» **CHALLENGE**
Reproduce the lines below as a numbered list, leaving out any blank lines.
══ STORED RECORDS ══
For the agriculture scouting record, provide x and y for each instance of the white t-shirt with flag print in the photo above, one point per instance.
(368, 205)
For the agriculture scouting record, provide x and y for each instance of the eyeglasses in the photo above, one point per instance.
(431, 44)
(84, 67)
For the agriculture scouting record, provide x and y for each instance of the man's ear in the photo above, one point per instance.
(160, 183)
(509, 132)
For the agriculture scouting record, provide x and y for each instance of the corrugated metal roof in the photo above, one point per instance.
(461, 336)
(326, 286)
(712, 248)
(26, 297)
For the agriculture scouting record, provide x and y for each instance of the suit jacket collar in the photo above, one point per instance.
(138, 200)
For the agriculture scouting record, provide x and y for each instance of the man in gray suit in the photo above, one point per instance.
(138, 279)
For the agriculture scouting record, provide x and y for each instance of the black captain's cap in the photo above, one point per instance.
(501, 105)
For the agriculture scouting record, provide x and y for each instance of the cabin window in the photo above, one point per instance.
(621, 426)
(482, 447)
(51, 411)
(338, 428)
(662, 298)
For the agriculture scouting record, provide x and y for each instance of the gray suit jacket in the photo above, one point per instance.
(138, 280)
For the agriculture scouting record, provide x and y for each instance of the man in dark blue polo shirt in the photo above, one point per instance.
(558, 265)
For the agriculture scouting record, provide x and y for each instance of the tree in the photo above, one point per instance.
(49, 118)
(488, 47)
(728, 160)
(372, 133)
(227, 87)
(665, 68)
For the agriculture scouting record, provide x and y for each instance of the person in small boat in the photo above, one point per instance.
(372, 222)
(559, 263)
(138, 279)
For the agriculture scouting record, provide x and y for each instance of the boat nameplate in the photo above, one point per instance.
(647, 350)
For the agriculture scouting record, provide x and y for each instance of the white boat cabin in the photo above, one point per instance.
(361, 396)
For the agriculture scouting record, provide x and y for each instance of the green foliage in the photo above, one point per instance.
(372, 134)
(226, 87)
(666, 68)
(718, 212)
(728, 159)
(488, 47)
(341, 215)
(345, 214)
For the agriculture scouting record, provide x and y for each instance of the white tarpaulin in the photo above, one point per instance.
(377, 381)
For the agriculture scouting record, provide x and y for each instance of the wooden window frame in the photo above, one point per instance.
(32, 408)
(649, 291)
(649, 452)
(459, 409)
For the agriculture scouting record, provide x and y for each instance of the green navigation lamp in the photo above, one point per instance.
═══
» **EXERCISE ANSWER**
1. For the agriculture scouting record, provide x and y for each instance of the white t-shirt with flag print in the photo above, one point per instance.
2. (368, 205)
3. For the agriculture scouting record, provide x and y for each instance of the eyeglasses in the photo above, one point per instance.
4. (431, 44)
5. (84, 67)
6. For the agriculture scouting record, provide x and y for each instance of the man's ear in the photo above, one point per instance.
7. (160, 183)
8. (509, 132)
9. For the agriculture scouting record, provide x and y for each instance of the corrugated metal roof in the photo above, one point per instance.
10. (461, 336)
11. (326, 286)
12. (712, 248)
13. (26, 297)
14. For the agriculture scouting record, provide x and y for each instance of the suit jacket collar in the photo above, one point per instance.
15. (138, 200)
16. For the agriculture scouting record, provide x and y for each instance of the man in gray suit in the photo above, one point per instance.
17. (138, 279)
18. For the agriculture scouting record, provide x and y for each instance of the black captain's cap in the photo above, one point per instance.
19. (501, 105)
20. For the agriculture scouting record, provide x and y for each instance of the cabin window in the photo above, one point per instance.
21. (621, 426)
22. (482, 447)
23. (51, 411)
24. (338, 428)
25. (662, 298)
26. For the agriculture scouting record, provide x and y for each instance of the gray suit jacket in the photo above, one point per instance.
27. (138, 280)
28. For the agriculture scouting record, provide x and y for each instance of the man in dark blue polo shirt in the photo above, one point per instance.
29. (558, 265)
30. For the agriculture scouting record, provide x and y for each instance of the tree in the photo above, one point per instance.
31. (49, 118)
32. (488, 47)
33. (728, 160)
34. (372, 133)
35. (227, 87)
36. (665, 68)
37. For the agriculture scouting record, provide x and y for each instance of the person in small boat in the photo above, one point per instance.
38. (372, 222)
39. (559, 263)
40. (138, 279)
41. For the agriculture scouting record, provide x and y for each instance of the boat nameplate in the photo above, one point per instance.
42. (647, 350)
43. For the agriculture scouting record, provide x and y for each instance of the white boat cabin in the photo above, one point per instance.
44. (361, 396)
45. For the agriculture scouting record, provide x and y for each instance of the green foliage in the photo above, one point per instance.
46. (372, 134)
47. (226, 87)
48. (666, 68)
49. (718, 212)
50. (728, 159)
51. (488, 47)
52. (341, 215)
53. (345, 214)
54. For the agriculture scouting record, provide x and y for each instance of the white tarpaulin in the photo above, one point per instance.
55. (377, 381)
56. For the agriculture scouting record, provide x and y for each instance of the wooden window frame in the photo above, one point per instance.
57. (32, 408)
58. (649, 291)
59. (649, 452)
60. (459, 409)
61. For the agriculture scouting record, provide x and y for each instance of the green navigation lamp in the photo above, one point per instance.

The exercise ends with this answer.